Start of Block

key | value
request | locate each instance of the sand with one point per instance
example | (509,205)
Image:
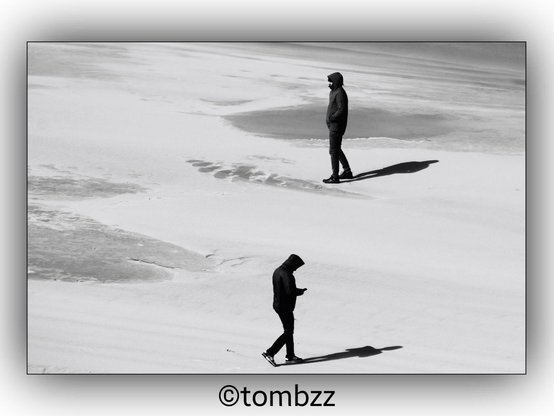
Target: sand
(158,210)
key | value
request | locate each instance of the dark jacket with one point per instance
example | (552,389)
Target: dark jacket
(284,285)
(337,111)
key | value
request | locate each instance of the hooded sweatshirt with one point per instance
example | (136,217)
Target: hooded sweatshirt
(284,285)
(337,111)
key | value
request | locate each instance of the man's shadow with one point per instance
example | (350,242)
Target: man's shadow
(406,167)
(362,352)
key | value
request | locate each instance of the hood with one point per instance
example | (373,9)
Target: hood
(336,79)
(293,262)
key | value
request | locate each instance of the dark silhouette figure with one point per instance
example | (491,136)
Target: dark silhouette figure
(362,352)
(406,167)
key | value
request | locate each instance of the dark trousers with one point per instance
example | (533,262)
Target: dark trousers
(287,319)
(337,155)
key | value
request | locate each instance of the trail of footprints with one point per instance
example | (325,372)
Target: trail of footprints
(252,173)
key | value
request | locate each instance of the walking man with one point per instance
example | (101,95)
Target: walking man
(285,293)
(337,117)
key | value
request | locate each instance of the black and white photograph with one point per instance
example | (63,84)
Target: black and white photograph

End of Block

Retype the data exactly; images stay out.

*Task response*:
key | value
request | locate each instance of the sand with one point per instance
example | (509,205)
Image:
Target: sand
(158,210)
key | value
request | locate each instance of the dark jacket with one point per instance
example | (552,389)
Target: dark jacket
(284,285)
(337,111)
key | value
request | locate each instance of the hooded sweatshirt with one point per instance
example | (136,217)
Target: hooded sweatshirt
(284,285)
(337,111)
key | value
request | locate each instance of the man's shadow with one point per instance
example | (350,242)
Target: man's shadow
(406,167)
(362,352)
key | value
request | locate each instance of the hood with one point per instance
example | (373,9)
Target: hood
(336,79)
(293,262)
key | value
request | locate each instance of the dark silhouette figure with one point per instance
example | (491,136)
Target: dark silhouette figure
(362,352)
(406,167)
key | value
request | locate each instance of the dark trousers with one point per instance
example | (533,262)
Target: dark trousers
(287,319)
(337,155)
key | value
request | locate each instance of the trail of footprints with one point per instance
example | (325,372)
Target: trail of footprints
(252,173)
key | value
request | locate each instance of the walking man with one point per instance
example | (101,95)
Target: walking man
(285,293)
(337,117)
key | value
request | locate each instance of the black and white photograph with one point per instance
example | (63,84)
Target: black and white photograph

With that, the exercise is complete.